══ QUOTED TEXT

Things I need to note are that I compiled the kernel with nvidia and dummy network driver (or something like that) as a module. I didn't know what it is, but it was marked automatically, so I didn't touch it  :Smile:  anyway, it's a module, and I didn't load it.

I *did* add support to my 8139 chip when I compiled the kernel. 

While gentoo boots, it says something about eth0 (like it found or recognized it, and that my ip is 192.168.0.2.

What do I do now?

----------

## gnuageux

Is there anyway that you can post the exact error that eth0 throws when you boot? Whats returned from /etc/init.d/net.eth0 start? Looks like you do have the module for your nic loaded. There are a couple of modules for Realtek cards, but the 8139too seems to be the one thats most commonly used. Another thing you may try is boot using the livecd, enable your network, and then run lsmod to see which modules its using to make sure that youve got the same compiled.

════
══ RECORDS PROVIDED

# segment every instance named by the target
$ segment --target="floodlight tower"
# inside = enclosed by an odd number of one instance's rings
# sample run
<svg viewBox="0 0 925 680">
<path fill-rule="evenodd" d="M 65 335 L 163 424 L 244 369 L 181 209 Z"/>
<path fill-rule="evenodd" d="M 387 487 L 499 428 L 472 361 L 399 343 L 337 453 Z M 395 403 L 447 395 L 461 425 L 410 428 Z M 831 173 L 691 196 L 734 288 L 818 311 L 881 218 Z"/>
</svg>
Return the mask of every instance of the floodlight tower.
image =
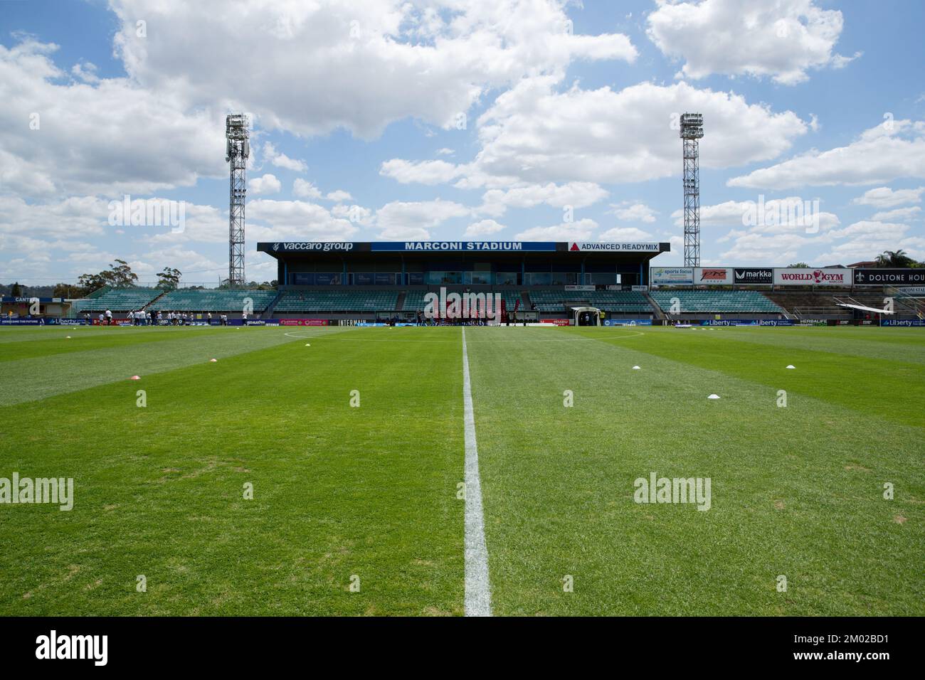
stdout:
<svg viewBox="0 0 925 680">
<path fill-rule="evenodd" d="M 250 121 L 244 114 L 225 117 L 225 162 L 231 163 L 228 198 L 228 286 L 244 286 L 244 198 L 247 158 L 251 155 Z"/>
<path fill-rule="evenodd" d="M 681 116 L 684 145 L 684 266 L 700 266 L 700 159 L 697 140 L 703 137 L 703 116 Z"/>
</svg>

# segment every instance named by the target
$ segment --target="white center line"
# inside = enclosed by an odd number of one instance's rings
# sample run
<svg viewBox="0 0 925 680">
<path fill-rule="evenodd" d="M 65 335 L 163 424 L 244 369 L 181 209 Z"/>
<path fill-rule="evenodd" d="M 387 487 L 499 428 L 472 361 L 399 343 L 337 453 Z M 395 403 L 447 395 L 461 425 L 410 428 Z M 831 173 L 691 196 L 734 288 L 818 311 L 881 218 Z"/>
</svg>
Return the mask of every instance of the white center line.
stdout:
<svg viewBox="0 0 925 680">
<path fill-rule="evenodd" d="M 491 616 L 488 549 L 485 545 L 482 483 L 478 477 L 475 415 L 472 408 L 469 353 L 462 328 L 462 403 L 465 414 L 465 615 Z"/>
</svg>

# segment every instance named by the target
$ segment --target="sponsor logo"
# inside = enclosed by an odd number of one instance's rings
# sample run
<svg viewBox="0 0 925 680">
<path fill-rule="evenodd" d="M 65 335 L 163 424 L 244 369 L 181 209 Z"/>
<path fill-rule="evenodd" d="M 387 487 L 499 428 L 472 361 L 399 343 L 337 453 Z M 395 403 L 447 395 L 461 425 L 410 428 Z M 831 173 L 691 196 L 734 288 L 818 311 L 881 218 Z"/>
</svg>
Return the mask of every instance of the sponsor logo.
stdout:
<svg viewBox="0 0 925 680">
<path fill-rule="evenodd" d="M 700 279 L 701 281 L 725 281 L 728 278 L 728 273 L 726 269 L 717 268 L 717 269 L 700 269 Z"/>
<path fill-rule="evenodd" d="M 774 272 L 771 269 L 736 269 L 736 283 L 771 283 Z"/>
<path fill-rule="evenodd" d="M 353 250 L 353 243 L 343 242 L 343 241 L 306 241 L 306 242 L 290 242 L 290 243 L 274 243 L 273 250 L 278 250 L 278 245 L 280 245 L 284 251 L 323 251 L 327 253 L 328 251 L 346 251 L 350 252 Z"/>
<path fill-rule="evenodd" d="M 569 251 L 570 252 L 618 251 L 621 253 L 628 253 L 628 252 L 658 253 L 659 244 L 658 243 L 598 243 L 598 242 L 570 241 Z"/>
</svg>

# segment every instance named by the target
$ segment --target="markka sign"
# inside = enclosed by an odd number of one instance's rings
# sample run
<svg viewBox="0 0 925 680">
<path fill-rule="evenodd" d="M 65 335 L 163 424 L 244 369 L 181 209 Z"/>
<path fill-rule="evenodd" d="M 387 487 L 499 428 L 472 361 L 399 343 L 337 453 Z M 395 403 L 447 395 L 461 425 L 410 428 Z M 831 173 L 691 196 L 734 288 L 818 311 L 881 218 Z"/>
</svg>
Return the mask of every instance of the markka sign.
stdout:
<svg viewBox="0 0 925 680">
<path fill-rule="evenodd" d="M 854 283 L 852 269 L 787 268 L 774 269 L 775 286 L 839 286 L 851 288 Z"/>
</svg>

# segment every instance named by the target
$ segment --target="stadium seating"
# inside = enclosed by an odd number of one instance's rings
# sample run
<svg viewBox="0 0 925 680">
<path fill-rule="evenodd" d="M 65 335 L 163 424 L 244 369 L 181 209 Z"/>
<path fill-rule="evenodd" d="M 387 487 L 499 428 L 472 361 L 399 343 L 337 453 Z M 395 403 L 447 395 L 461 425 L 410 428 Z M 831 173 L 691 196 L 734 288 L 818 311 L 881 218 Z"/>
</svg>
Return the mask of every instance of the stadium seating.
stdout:
<svg viewBox="0 0 925 680">
<path fill-rule="evenodd" d="M 244 301 L 253 301 L 253 312 L 265 310 L 277 296 L 276 291 L 226 291 L 219 289 L 179 289 L 171 291 L 151 305 L 154 312 L 241 312 Z"/>
<path fill-rule="evenodd" d="M 682 314 L 783 314 L 758 291 L 656 291 L 650 295 L 669 314 L 673 298 L 681 303 Z"/>
<path fill-rule="evenodd" d="M 280 295 L 274 313 L 394 312 L 398 307 L 400 292 L 363 289 L 285 291 Z M 410 309 L 407 302 L 405 309 Z"/>
<path fill-rule="evenodd" d="M 540 289 L 530 291 L 530 300 L 540 312 L 562 312 L 567 306 L 589 304 L 604 312 L 651 314 L 652 305 L 635 291 L 565 291 Z"/>
<path fill-rule="evenodd" d="M 83 312 L 133 312 L 148 304 L 163 291 L 156 288 L 114 288 L 102 295 L 86 300 L 75 300 L 71 311 Z"/>
</svg>

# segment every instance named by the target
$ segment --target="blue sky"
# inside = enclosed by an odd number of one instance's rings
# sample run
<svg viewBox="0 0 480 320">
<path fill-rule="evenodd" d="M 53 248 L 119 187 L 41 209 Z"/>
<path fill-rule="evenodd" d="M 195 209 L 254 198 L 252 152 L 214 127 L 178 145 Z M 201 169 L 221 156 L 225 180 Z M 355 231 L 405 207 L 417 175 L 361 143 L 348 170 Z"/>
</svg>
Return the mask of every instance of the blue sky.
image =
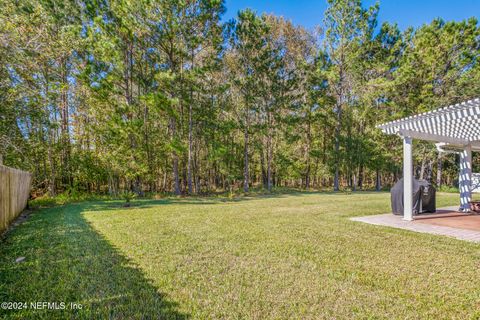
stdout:
<svg viewBox="0 0 480 320">
<path fill-rule="evenodd" d="M 375 0 L 364 0 L 364 6 Z M 321 24 L 326 0 L 226 0 L 224 20 L 235 17 L 241 9 L 257 13 L 274 13 L 291 19 L 295 24 L 312 28 Z M 436 17 L 444 20 L 463 20 L 480 15 L 480 0 L 383 0 L 380 1 L 379 22 L 397 22 L 403 30 L 419 27 Z"/>
</svg>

════

COMPLETE THE FOLLOWING:
(A) In the Gentoo network thread, which module for Realtek cards does the reply name as the one most commonly used?
(B) Continue the Gentoo network thread from the point where the text stops.

THE REPLIES:
(A) The 8139too module.

(B)
 *Quote:*   

> There are two steps to getting your network up. 
> 
> 1) You need the kernel module for your NIC built and loaded. 
> 
> 2) You need /etc/conf.d/net configured 
> ...

 

These 3 steps do the following: 

1) Youve done this, as you have the 8139too module loaded.

2) take a look at /etc/conf.d/net - this is where all of the stack settings for the network interface (in ur case net.eth0) are stored. (I.e ip address, bdcast addy, netmask, gw)

3)rc-update tells your box to start the said service (net.eth0) at the default runlevel. Youve already done this b/c when you boot you see the error. You can see what services are set to run at the default run level by: ls /etc/runlevels/default. There are symlinks there that point back to the init scripts in /etc/init.d/

----------

## Daniel_2

 *gnuageux wrote:*   

> Is there anyway that you can post the exact error that eth0 throws when you boot? Whats returned from /etc/init.d/net.eth0 start? Looks like you do have the module for your nic loaded. There are a couple of modules for Realtek cards, but the 8139too seems to be the one thats most commonly used. Another thing you may try is boot using the livecd, enable your network, and then run lsmod to see which modules its using to make sure that youve got the same compiled.
> 
> 

 

I do not think it's an error at boot, I think it just says it has found it, normal message.

As for lsmod output - look at my previous message.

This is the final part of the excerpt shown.